Extracto de página:
● ● ● ● ●

Contra la posición de Searle, Penrose argumenta (correctamente, a mi juicio) que es una posición poco o nada contrastable. Al fin y al cabo, la única mente que podemos observar es la nuestra propia. Y, si podemos inferir por analogía con nuestra conducta la existencia de mente asociada a los cuerpos de otras personas, ¿por qué no inferirla para todos los cuerpos que se comporten indistinguiblemente igual (en lo esencial) que yo? (Luego veremos que esto no es tan claro y que la postura de Searle no es tan débil como parece, aunque por razones distintas a las que maneja él).

Contra el “misticismo”, Penrose piensa que es preferible apostar por que la ciencia pueda llegar a explicar las “sombras de la mente” aunque para ello haya que “estirar” algo la noción de ciencia, porque fuera de la ciencia no hay nada prometedor. Diré algo sobre esto, más abajo.

Pero la posición contra la que Penrose está más interesado en luchar, tanto por ser la más relevante y contrastable, como por ser quizás la más seductora para un espíritu científico medio, es la teoría reduccionista mecanicista de la I. A. La línea general del argumento principal (y en cierto modo único) de Penrose contra ese mecanicismo moderno, aplicado a la consciencia, es la siguiente:

a) Los teoremas de tipo Gödel-Turing prueban que un sistema formal suficientemente complejo como para contener la serie infinita más simple (la de los números naturales) no es computable, y, por tanto, la matemática no es reducible a un algoritmo.
b) Ahora bien, nosotros somos capaces de entender esas proposiciones que no se pueden reducir a un algoritmo (por ejemplo, entendemos los números naturales y que son una serie infinita);
c) Todas las teorías físicas que conocemos, y cuantas sean cualitativamente similares, son computables (salvo en que incluyen reductos al parecer intrínsecamente aleatorios, lo que no supone, sin embargo, ninguna esperanza para comprender la racionalidad matemática –como no lo suponía para salvar la libertad-)

● ● ● ● ●

Datos mostrados:
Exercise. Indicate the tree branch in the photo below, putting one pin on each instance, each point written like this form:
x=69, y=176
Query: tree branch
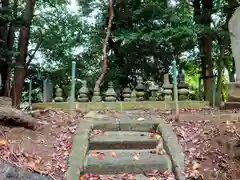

● ● ● ● ●

Requisitos: En el fragmento sobre Penrose, cambia "sistema formal" por "sistema axiomático" y escribe de nuevo el pasaje que empieza con "Pero la posición" y sigue hasta "a un algoritmo.".

Tarea resuelta:
Pero la posición contra la que Penrose está más interesado en luchar, tanto por ser la más relevante y contrastable, como por ser quizás la más seductora para un espíritu científico medio, es la teoría reduccionista mecanicista de la I. A. La línea general del argumento principal (y en cierto modo único) de Penrose contra ese mecanicismo moderno, aplicado a la consciencia, es la siguiente:

a) Los teoremas de tipo Gödel-Turing prueban que un sistema axiomático suficientemente complejo como para contener la serie infinita más simple (la de los números naturales) no es computable, y, por tanto, la matemática no es reducible a un algoritmo.